— About this task —
With the pictures excluded, reproduce all of the data exactly.

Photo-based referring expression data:
-=-=-
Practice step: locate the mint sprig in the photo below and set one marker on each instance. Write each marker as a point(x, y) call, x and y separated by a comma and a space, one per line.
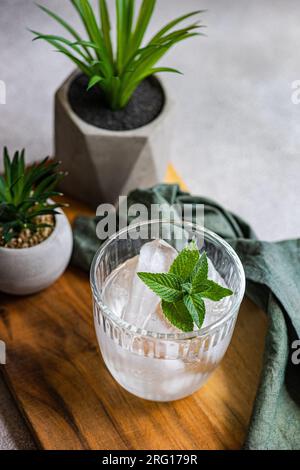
point(184, 287)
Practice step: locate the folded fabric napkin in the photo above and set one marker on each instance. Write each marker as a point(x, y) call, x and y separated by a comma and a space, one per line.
point(273, 282)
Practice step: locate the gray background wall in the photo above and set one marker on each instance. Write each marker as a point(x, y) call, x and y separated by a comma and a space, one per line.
point(237, 136)
point(237, 133)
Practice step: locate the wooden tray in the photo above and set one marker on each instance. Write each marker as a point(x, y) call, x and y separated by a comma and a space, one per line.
point(70, 401)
-=-=-
— Response for this exercise —
Practice step: locate the mint sprig in the photo below and set one marker on each instance. Write each marker as a point(x, y) call, x and y separated by a comma and a space, one per line.
point(184, 287)
Practice step: locate the folded fabric napkin in the photo above and set one marker on each instance. Write each marker as a point(x, y) call, x and y separated by a comma and a space, one per line.
point(273, 282)
Practice step: locate the gray background wall in the photo above and set one marker on each instance. Write each marker as a point(x, y) call, x and y separated by a comma and a space, one per line.
point(237, 136)
point(237, 133)
Practice step: locate the wooden tray in the photo above and set one marker on each instance. Write each marker as a point(x, y) call, x and y separated by a comma and a space, one per line.
point(70, 401)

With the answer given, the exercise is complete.